_YOUR INSTRUCTIONS_
Starting from the line that contains "[point] steering wheel", reproduce each line exactly through the end of the material, and include no other lines.

_RECORDS SUPPLIED_

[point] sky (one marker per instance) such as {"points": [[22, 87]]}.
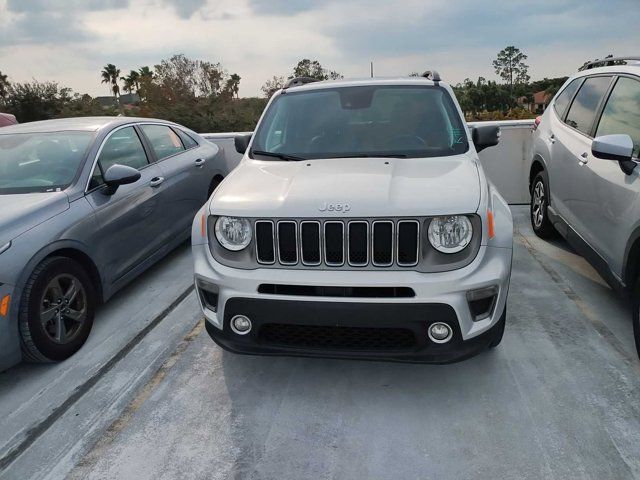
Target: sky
{"points": [[69, 41]]}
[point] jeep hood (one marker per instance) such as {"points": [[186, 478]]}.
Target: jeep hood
{"points": [[371, 187], [21, 212]]}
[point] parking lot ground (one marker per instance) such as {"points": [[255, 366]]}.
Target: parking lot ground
{"points": [[559, 398]]}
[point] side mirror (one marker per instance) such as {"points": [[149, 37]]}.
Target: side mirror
{"points": [[117, 175], [615, 147], [485, 136], [242, 142]]}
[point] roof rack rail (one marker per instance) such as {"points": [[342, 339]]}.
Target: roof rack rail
{"points": [[297, 81], [432, 75], [608, 61]]}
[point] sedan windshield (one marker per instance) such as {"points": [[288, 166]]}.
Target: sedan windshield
{"points": [[40, 162], [365, 121]]}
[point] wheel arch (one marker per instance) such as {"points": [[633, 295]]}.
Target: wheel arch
{"points": [[75, 251], [537, 165]]}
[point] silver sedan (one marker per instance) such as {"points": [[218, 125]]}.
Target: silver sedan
{"points": [[86, 205]]}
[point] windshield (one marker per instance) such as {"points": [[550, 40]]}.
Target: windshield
{"points": [[40, 162], [368, 121]]}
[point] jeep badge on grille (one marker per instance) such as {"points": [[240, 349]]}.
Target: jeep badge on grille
{"points": [[334, 207]]}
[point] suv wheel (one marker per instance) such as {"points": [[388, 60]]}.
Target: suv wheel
{"points": [[56, 310], [540, 222]]}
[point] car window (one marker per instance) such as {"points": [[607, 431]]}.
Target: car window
{"points": [[582, 111], [565, 96], [164, 141], [124, 148], [187, 140], [622, 112], [41, 162], [362, 121]]}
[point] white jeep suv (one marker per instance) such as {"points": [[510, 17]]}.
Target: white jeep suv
{"points": [[358, 224]]}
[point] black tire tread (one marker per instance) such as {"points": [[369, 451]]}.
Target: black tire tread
{"points": [[30, 352], [546, 230]]}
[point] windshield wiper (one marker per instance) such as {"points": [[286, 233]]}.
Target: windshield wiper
{"points": [[281, 156], [373, 155]]}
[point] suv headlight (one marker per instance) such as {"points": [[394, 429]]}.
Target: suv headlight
{"points": [[233, 233], [450, 234]]}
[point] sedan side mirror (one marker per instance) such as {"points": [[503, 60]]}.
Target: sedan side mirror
{"points": [[485, 136], [117, 175], [615, 147], [242, 142]]}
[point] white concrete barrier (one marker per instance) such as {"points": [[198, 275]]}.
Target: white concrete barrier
{"points": [[507, 164]]}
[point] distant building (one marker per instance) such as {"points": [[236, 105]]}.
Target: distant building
{"points": [[538, 105]]}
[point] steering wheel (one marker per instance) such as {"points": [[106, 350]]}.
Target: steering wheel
{"points": [[407, 140]]}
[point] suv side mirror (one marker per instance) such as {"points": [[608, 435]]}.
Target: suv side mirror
{"points": [[485, 136], [117, 175], [242, 142], [615, 147]]}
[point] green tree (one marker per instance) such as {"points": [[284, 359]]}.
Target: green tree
{"points": [[510, 66], [110, 74], [273, 85], [4, 85], [313, 69]]}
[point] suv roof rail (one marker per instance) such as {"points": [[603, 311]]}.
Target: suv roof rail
{"points": [[297, 81], [608, 61], [432, 75]]}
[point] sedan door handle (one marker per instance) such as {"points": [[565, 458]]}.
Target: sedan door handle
{"points": [[156, 181], [584, 158]]}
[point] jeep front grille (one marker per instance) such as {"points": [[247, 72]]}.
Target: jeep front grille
{"points": [[334, 243]]}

_OUTPUT FOR THIS EXERCISE_
[point] steering wheel (one marker per instance) such as {"points": [[106, 350]]}.
Target: steering wheel
{"points": [[407, 140]]}
[point] suv side mirror (one marker per instance) such as {"points": [[608, 435]]}.
Target: suv side mirror
{"points": [[485, 136], [117, 175], [242, 142], [615, 147]]}
[point] green tree (one marker per instance) such as {"points": [[284, 359]]}.
Target: green tree
{"points": [[510, 66], [110, 74], [273, 85], [4, 85], [313, 69]]}
[point] suv roof rail (one marker per instance) such as {"points": [[603, 311]]}.
Target: suv roof rail
{"points": [[297, 81], [608, 61], [432, 75]]}
[point] sedan door handle (one marker per instance) such as {"points": [[565, 458]]}.
Target: sedan door handle
{"points": [[156, 181], [584, 158]]}
[point] jeep front grille (one marker per instance) such as {"points": [[247, 72]]}.
Target: jeep front grille
{"points": [[334, 243]]}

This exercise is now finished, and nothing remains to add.